CONSIGNES:
• a. Répondez aux questions suivantes d'après le passage retenu, en marquant chaque réponse (i), (ii) ou (iii).
(i) En quel lieu s'est tenue la première session de l'initiative ?
(ii) Quel thème a été traité par la deuxième table ronde ?
(iii) Quelle fonction Stefan Dehnert exerce-t-il ?
• b. Relevez toutes les personnes nommées dans le passage retenu.

PASSAGE RETENU:
++++++++
NICOLE KOENIG
chercheur au Jacques Delors Institut – Berlin
La première session de l’initiative Think Tanks Tandem1 s’est déroulée les 8-9 juillet 2016, à l’abbaye des Vaux-de-Cernay à proximité de Paris. Elle réunissait une quarantaine de représentants de think tanks allemands et français, ainsi que des autorités allemandes, françaises et européennes. La première table ronde a porté sur la politique migratoire, tandis que la 2ème était consacrée à la lutte contre le terrorisme islamiste.La 1ère table ronde a été introduite par Marc-Olivier Padis, directeur des études de Terra Nova et Stefan Dehnert, directeur du Bureau de Paris de la Fondation Friedrich Ebert. Elle a été marquée par de nombreuses interventions des participants allemands et français (voir liste en Annexe): cette synthèse s’efforce de présenter les principales analyses et orientations découlant de cet échange de vues franco-allemand, en identifiant les différences et convergences qui sont apparues.
++++++++
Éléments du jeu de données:
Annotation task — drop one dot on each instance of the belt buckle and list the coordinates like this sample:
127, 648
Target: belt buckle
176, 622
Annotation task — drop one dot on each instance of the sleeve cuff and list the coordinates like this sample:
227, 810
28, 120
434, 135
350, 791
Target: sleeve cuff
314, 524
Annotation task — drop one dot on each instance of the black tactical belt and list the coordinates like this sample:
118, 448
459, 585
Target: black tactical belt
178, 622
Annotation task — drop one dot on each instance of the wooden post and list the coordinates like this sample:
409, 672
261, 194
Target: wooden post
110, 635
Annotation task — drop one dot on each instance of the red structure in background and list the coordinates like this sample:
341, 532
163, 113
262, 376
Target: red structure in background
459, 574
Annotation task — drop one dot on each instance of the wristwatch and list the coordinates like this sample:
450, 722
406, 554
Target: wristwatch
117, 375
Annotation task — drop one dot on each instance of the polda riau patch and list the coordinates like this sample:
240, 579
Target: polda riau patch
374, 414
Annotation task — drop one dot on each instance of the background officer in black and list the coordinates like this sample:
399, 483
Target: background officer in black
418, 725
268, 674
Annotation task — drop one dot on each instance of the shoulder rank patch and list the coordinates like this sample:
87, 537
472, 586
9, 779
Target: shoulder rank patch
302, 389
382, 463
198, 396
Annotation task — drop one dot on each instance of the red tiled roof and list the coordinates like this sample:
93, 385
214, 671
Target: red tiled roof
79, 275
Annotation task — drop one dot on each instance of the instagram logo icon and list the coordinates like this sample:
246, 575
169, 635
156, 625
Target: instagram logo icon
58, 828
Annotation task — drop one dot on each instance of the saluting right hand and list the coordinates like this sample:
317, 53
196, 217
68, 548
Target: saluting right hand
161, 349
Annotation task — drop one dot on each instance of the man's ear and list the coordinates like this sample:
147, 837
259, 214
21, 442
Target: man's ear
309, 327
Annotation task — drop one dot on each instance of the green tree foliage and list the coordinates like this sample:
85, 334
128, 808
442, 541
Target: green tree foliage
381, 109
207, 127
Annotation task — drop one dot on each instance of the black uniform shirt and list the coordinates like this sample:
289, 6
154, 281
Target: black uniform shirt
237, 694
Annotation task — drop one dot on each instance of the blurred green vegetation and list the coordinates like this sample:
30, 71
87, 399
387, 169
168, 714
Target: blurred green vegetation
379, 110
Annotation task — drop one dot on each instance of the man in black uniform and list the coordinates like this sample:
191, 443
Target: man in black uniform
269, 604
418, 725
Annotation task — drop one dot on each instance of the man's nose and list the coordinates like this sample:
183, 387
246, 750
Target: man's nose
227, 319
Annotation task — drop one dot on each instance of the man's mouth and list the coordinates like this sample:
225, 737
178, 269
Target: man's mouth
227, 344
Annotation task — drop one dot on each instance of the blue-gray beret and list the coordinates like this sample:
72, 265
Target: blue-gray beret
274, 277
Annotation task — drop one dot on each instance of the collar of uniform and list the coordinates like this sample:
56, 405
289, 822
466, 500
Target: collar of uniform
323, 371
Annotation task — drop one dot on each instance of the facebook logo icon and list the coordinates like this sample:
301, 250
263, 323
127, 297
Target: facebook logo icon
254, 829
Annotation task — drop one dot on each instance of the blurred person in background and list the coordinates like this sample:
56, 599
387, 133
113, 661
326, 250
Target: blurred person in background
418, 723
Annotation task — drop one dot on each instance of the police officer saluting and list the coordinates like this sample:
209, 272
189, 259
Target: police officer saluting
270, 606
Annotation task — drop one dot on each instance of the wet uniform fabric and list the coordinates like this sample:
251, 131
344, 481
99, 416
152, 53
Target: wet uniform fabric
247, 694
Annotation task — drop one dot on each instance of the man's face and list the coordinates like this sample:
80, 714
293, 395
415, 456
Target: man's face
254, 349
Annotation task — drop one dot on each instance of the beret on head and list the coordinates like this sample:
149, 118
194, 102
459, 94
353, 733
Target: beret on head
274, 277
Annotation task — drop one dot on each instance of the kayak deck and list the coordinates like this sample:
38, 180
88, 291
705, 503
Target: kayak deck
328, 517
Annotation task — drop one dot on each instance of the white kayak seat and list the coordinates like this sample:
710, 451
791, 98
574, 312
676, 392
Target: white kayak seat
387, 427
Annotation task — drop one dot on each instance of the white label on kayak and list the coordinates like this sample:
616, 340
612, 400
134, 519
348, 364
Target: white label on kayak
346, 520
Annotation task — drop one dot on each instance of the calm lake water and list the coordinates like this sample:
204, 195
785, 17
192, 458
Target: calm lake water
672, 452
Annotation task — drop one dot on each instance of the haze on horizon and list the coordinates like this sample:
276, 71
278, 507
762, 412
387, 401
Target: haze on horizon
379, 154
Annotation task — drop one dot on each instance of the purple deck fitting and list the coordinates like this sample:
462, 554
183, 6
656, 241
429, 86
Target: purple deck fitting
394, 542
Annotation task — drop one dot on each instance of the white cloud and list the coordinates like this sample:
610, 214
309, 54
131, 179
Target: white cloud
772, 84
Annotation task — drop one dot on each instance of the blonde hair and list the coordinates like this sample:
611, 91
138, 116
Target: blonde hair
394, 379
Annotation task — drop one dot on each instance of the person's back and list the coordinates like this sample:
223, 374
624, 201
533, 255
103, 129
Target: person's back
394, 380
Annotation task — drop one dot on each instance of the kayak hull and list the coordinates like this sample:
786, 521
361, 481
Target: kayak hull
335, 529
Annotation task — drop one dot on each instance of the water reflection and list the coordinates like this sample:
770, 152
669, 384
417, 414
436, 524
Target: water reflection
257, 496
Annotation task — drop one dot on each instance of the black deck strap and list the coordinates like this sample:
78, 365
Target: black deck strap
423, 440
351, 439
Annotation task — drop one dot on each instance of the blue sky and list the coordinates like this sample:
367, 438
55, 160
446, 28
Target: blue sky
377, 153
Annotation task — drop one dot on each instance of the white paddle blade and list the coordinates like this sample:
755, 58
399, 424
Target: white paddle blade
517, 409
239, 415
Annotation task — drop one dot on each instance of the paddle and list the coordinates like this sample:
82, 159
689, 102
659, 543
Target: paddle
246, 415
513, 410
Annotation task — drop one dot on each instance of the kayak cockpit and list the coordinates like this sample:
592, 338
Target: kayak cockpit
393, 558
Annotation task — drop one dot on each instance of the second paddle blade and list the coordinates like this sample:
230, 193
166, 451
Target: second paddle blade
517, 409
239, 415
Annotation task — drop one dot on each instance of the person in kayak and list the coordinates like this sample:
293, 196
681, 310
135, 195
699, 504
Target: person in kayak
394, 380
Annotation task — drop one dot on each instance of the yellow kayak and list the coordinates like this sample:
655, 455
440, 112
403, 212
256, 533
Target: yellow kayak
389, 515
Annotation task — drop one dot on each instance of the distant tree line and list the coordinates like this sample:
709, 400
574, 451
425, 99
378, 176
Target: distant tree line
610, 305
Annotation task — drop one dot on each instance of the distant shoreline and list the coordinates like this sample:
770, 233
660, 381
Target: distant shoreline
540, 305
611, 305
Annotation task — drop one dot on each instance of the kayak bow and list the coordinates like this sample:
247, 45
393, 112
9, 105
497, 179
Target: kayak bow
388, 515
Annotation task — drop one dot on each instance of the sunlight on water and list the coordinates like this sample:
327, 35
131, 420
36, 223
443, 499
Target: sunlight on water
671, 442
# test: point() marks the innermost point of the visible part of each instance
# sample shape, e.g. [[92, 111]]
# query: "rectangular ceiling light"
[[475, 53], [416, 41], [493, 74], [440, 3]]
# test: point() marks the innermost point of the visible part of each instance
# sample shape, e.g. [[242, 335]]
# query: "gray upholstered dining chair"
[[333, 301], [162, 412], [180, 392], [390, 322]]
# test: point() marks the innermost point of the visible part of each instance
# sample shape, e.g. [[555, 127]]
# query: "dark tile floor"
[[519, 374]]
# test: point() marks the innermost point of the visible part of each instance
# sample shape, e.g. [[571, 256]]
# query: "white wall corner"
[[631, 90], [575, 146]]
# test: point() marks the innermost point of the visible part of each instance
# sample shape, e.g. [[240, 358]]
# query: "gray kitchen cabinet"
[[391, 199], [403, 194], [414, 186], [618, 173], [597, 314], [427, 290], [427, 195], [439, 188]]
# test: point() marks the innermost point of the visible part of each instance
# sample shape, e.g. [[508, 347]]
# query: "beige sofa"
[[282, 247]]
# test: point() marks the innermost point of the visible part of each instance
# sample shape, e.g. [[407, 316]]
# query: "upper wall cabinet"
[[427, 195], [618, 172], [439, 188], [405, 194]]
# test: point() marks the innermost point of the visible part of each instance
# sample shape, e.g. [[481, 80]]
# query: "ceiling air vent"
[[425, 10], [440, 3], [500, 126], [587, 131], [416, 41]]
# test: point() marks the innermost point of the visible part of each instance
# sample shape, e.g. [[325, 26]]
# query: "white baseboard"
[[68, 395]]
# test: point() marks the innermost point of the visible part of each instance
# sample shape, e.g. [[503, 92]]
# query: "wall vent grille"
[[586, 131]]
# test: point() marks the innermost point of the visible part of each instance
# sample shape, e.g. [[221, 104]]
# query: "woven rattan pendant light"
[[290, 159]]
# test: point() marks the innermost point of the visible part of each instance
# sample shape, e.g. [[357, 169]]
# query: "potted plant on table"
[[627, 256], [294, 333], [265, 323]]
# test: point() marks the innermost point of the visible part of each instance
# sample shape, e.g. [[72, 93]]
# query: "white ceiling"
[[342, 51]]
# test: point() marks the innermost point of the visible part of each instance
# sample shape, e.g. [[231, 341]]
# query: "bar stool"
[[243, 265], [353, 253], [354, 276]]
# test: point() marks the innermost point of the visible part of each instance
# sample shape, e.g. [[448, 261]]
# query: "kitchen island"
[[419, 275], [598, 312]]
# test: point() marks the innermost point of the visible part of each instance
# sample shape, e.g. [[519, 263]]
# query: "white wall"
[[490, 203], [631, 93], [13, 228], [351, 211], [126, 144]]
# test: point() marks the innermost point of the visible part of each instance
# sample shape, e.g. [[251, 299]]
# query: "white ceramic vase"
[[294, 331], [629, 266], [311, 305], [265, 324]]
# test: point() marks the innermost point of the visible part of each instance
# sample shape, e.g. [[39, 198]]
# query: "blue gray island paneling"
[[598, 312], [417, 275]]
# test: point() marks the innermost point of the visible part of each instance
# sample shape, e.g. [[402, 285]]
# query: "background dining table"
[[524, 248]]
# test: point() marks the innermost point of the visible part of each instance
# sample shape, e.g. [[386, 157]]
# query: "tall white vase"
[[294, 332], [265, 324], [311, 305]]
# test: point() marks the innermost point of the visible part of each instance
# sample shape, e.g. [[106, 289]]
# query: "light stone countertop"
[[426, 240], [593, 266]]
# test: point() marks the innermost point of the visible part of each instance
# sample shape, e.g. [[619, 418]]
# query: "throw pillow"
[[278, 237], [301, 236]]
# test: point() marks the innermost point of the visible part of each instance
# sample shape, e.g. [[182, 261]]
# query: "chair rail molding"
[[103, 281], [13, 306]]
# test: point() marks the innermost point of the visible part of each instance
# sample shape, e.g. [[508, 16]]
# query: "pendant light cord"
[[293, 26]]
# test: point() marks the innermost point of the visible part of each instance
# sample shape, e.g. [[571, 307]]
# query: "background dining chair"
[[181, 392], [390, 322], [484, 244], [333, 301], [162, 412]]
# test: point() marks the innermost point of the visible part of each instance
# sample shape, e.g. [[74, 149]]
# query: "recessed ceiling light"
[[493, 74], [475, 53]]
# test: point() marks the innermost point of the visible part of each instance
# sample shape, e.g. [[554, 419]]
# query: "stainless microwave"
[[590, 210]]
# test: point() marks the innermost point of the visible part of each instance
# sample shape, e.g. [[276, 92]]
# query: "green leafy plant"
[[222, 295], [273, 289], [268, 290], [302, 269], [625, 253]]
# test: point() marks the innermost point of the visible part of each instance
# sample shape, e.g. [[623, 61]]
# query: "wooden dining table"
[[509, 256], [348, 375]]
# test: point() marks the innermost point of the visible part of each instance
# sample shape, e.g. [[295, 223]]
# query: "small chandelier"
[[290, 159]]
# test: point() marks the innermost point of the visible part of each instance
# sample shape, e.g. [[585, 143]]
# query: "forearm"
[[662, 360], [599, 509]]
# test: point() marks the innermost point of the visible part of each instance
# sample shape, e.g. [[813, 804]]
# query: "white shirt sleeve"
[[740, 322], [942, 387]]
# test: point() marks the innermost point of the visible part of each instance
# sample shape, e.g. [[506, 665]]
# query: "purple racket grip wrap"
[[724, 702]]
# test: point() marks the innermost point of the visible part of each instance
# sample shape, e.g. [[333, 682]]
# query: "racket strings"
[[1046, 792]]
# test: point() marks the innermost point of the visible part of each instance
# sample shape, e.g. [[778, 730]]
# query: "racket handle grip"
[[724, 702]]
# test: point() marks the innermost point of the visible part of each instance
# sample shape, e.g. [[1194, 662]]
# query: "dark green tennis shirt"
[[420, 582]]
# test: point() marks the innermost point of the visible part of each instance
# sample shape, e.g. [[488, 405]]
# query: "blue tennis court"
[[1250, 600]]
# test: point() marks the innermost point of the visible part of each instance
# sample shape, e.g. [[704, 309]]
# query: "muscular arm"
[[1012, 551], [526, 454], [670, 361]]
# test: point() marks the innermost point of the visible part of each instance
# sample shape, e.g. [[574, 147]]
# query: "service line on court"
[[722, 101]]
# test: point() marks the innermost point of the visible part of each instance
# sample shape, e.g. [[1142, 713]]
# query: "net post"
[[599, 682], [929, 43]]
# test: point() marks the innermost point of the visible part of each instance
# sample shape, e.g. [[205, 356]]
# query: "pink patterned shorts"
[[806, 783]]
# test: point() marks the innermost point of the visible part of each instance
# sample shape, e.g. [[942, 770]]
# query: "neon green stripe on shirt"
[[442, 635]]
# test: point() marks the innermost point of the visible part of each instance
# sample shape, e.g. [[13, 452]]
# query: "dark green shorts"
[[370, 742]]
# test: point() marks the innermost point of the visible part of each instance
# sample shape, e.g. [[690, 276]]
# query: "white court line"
++++++++
RÉPONSES DANS L'ORDRE:
• a.
(i) À l'abbaye des Vaux-de-Cernay, à proximité de Paris.
(ii) La lutte contre le terrorisme islamiste.
(iii) Directeur du Bureau de Paris de la Fondation Friedrich Ebert.

• b. Nicole Koenig, Marc-Olivier Padis, Stefan Dehnert